Aber alle diese Gründe zerbröseln, wenn ich sie genauer betrachte.
Auch in meinem Umfeld halten Menschen den Atem an. Man bemüht sich um Höflichkeit, schaut sich aber um, wen man hauen kann oder auf wen man schimpfen könnte.
Jens Spahn vielleicht, Scheuer geht eigentlich immer, Trump ist gerade nicht mehr so oft dabei.
Seltsam.
Im Spätsommer vor Corona erwischte ich mich schon einmal. Kam aus dem Ahrensburger Bahnhof raus, eine Verbindung mit ordentlicher Verspätung, Bus war gerade weg und die Autos auf den Straßen
brüllten laut, zu groß, zu straßenbeherrschend, und die Farben dieser Kisten waren individuell gehalten wie fast überall - schwarz - weiß - silbermetallic.
Langweiiilllig! Äätzend! Widerwärtig.
Ich ertappte mich dabei, längere negative Gedankenschlieren zuzulassen.
Auch langweilig.
Machte sich eine Idee breit: Wie wäre es, wenn alle nur noch Hybrid fahren würden, aber das wahre Hybrid, malte ich mir aus, eine Fahrzeugmischung aus Fahrrad und Elektro und mit Dach und zwei
Sitzen.
Für Uneingeweihte: Diese Fahrzeuge werden seit Jahren auf Automessen als kuriose Prototypen herumgezeigt und die Modelle wären innerhalb weniger Monate in größeren Serien und wohl für unter 8000
Euro zu kaufen, zumal wenn der Verkehrsminister (Ha! Der schon wieder!) sie deutlich höher subventionieren würde als Elektroautos, vielleicht mit 50 % und dann ein Autoverbot in der Innenstadt
erlassen würde, wenn nicht -
Oh, Ihr Autophilen!
Jedenfalls stellte ich mir vor, wie leise surrende schmale offene Gefährte mit 25 km/h durch die Straßen fuhren. Ich wartete jetzt auf den nächsten Bus und hatte noch 15 Minuten Zeit.

(DATENÜBERSICHT)
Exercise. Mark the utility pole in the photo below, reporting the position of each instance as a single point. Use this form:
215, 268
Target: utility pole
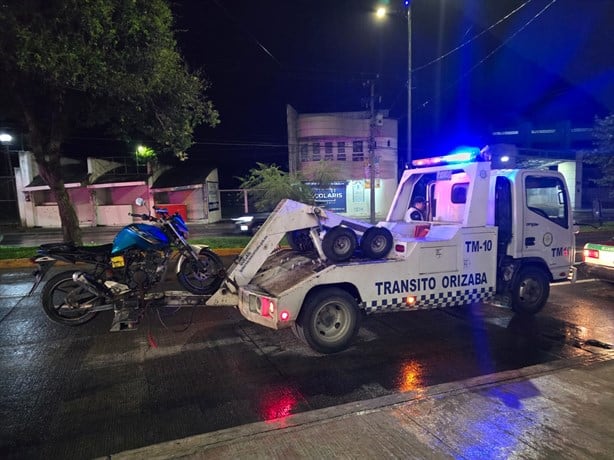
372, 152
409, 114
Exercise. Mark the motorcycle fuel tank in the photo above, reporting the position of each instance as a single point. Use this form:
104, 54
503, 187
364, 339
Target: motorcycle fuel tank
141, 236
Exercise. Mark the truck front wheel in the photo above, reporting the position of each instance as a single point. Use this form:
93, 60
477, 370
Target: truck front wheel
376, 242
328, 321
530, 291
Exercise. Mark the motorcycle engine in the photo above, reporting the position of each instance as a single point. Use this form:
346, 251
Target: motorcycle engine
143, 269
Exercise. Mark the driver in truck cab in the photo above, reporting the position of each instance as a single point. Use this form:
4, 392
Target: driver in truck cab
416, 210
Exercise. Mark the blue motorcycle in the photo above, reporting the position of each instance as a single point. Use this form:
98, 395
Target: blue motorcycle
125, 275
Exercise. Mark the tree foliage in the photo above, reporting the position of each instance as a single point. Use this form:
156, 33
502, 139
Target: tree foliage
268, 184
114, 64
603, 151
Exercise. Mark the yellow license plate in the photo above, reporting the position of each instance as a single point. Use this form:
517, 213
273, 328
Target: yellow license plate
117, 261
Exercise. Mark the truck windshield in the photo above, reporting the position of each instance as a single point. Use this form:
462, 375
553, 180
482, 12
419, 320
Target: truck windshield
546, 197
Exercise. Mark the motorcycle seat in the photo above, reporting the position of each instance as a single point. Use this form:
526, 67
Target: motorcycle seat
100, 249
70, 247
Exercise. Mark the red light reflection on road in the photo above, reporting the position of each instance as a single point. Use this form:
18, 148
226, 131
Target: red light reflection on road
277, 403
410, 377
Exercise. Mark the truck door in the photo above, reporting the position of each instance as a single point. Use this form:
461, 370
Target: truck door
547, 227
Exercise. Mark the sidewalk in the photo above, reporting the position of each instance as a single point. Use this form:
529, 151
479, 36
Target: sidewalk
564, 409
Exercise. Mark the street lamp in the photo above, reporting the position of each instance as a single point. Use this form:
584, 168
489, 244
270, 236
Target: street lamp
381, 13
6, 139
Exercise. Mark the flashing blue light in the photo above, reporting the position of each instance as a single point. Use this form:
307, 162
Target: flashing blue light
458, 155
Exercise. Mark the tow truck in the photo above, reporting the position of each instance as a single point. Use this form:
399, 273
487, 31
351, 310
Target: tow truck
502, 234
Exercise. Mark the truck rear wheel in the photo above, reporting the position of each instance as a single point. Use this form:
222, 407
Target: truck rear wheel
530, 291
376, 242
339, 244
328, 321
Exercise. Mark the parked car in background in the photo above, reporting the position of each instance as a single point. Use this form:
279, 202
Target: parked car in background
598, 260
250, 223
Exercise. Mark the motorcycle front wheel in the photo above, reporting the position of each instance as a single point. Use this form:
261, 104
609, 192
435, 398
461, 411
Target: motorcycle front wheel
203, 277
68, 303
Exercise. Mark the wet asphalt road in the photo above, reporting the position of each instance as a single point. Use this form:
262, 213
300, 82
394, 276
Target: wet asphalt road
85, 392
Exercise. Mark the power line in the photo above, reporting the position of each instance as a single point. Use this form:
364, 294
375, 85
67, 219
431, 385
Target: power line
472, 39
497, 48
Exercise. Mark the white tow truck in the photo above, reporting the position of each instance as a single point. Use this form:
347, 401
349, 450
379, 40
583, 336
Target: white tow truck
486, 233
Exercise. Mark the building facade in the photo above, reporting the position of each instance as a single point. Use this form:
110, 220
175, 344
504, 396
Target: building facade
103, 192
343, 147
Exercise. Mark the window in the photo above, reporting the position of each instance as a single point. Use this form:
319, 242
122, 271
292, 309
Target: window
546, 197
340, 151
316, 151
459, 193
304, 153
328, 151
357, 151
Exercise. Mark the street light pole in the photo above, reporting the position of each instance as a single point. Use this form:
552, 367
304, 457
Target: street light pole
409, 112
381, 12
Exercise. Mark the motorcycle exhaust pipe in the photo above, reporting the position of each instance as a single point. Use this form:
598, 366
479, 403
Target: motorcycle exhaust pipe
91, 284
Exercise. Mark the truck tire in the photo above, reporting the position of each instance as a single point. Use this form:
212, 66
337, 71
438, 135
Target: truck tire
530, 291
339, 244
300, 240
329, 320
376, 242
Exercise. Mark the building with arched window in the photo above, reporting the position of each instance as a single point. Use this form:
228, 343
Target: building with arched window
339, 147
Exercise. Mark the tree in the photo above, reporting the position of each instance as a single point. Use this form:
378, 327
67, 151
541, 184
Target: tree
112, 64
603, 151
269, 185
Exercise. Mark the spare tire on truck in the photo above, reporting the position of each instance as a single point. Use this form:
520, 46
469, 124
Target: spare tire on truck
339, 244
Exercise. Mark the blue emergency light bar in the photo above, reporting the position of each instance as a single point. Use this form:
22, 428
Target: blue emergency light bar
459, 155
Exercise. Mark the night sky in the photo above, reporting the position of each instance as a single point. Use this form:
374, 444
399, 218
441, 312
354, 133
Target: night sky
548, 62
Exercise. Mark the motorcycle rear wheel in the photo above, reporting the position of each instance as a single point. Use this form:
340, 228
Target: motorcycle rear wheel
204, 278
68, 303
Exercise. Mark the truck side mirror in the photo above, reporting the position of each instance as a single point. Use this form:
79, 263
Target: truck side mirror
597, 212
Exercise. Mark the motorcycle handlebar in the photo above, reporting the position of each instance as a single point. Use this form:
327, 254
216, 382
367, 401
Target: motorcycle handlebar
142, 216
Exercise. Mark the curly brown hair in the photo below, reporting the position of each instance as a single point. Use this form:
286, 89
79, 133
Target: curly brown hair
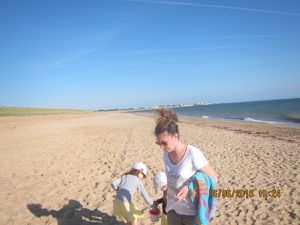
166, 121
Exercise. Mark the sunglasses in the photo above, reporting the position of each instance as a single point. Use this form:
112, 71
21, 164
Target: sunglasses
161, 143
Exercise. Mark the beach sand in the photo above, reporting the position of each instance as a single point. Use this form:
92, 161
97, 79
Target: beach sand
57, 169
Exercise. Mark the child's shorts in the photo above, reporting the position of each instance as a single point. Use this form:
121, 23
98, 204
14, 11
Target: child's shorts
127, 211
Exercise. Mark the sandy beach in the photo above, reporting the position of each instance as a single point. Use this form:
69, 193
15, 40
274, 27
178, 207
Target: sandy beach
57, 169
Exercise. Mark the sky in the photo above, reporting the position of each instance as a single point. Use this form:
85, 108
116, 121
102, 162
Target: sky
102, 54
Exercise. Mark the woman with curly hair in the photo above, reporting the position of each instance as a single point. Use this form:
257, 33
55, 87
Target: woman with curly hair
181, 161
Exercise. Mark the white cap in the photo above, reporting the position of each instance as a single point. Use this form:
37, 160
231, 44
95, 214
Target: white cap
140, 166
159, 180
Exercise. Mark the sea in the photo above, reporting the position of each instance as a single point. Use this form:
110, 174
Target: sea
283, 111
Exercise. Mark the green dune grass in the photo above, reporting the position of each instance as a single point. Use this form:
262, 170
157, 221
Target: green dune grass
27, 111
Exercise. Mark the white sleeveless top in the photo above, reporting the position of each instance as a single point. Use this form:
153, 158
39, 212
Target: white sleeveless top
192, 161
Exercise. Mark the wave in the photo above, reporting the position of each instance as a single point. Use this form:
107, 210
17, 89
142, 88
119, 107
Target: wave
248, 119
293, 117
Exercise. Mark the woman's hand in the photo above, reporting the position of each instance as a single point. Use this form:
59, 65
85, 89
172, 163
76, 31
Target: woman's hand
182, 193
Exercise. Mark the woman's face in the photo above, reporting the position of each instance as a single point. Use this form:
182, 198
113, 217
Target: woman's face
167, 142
==
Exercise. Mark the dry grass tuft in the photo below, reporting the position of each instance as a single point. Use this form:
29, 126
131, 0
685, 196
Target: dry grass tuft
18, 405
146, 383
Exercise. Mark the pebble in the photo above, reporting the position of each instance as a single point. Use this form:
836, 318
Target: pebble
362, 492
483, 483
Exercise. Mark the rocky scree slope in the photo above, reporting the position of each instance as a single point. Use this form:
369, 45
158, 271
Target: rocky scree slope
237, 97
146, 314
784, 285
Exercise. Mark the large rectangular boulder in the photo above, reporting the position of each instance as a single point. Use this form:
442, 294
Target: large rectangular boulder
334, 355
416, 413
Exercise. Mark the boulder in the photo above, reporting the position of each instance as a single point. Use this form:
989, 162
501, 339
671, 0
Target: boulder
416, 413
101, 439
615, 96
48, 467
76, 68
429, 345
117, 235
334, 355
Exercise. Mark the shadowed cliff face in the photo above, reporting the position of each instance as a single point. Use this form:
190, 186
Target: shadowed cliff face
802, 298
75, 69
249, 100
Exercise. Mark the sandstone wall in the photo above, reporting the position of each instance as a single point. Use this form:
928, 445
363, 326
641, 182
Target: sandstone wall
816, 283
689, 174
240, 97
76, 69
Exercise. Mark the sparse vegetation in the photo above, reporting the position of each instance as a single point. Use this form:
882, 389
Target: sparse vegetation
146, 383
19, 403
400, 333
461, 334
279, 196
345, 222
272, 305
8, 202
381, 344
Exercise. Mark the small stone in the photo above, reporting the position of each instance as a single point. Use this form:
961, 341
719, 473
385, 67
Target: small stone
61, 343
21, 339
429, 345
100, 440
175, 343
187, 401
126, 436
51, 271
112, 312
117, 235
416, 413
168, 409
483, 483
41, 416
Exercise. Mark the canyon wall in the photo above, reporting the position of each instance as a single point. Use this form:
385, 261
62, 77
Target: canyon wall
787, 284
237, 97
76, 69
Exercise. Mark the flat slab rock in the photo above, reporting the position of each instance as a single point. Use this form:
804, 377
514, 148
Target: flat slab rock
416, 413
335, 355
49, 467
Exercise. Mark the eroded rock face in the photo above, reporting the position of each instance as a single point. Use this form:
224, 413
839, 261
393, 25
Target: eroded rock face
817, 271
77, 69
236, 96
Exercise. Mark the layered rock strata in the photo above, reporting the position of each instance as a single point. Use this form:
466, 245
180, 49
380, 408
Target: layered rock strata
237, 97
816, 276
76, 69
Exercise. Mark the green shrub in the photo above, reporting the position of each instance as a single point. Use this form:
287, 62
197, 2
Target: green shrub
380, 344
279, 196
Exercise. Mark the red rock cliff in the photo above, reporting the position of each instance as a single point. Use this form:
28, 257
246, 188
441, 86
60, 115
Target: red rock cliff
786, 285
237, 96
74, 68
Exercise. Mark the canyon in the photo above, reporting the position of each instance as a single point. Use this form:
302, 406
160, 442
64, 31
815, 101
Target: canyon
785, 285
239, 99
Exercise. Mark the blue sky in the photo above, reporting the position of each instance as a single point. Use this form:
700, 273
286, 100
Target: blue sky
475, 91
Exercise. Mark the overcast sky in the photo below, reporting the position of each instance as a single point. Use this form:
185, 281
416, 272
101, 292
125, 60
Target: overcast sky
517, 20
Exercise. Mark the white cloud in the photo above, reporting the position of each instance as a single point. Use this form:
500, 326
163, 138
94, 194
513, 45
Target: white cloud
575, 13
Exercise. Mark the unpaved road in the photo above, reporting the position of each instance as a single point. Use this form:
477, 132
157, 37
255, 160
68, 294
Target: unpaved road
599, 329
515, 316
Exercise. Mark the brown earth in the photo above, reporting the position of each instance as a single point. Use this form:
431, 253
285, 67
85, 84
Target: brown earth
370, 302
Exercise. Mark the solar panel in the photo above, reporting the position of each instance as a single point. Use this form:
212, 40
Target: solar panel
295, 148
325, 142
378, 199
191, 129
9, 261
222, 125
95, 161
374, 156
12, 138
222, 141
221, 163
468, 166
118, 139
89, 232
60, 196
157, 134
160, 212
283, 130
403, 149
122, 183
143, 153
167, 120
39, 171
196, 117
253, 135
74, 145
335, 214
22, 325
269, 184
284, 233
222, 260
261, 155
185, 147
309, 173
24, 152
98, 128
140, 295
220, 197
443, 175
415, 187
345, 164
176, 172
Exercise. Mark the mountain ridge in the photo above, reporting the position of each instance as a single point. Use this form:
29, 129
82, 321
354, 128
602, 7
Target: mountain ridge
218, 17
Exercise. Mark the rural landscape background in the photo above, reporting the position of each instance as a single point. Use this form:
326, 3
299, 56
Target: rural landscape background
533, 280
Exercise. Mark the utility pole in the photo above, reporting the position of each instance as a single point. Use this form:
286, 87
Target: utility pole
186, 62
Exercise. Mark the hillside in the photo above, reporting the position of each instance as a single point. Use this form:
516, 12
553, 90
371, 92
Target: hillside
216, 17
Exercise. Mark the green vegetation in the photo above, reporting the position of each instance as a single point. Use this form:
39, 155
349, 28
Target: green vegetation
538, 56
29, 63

(AUFGABEN)
A) Fasse den Abschnitt in zwei Sätzen zusammen.
B) Wie viel Zeit blieb der erzählenden Person laut Abschnitt noch bis zum nächsten Bus?
C) Schreib aus dem Abschnitt die Stelle wortgetreu ab, beginnend mit „Im Spätsommer vor“ und weiter bis einschließlich „Langweiiilllig! Äätzend! Widerwärtig.“.
Die Datensätze spielen hierfür keine Rolle.

(ANTWORTEN)
A) Im Umfeld der erzählenden Person bemühen sich Menschen um Höflichkeit, suchen aber nach jemandem, auf den sie schimpfen können, etwa Jens Spahn oder Scheuer. Im Spätsommer vor Corona ärgerte sie sich nach einer verspäteten Ankunft am Ahrensburger Bahnhof über laute, zu große Autos in Schwarz, Weiß und Silbermetallic und stellte sich stattdessen leise surrende Fahrzeuge aus Fahrrad und Elektro mit Dach und zwei Sitzen vor.

B) Noch 15 Minuten.

C)
Im Spätsommer vor Corona erwischte ich mich schon einmal. Kam aus dem Ahrensburger Bahnhof raus, eine Verbindung mit ordentlicher Verspätung, Bus war gerade weg und die Autos auf den Straßen
brüllten laut, zu groß, zu straßenbeherrschend, und die Farben dieser Kisten waren individuell gehalten wie fast überall - schwarz - weiß - silbermetallic.
Langweiiilllig! Äätzend! Widerwärtig.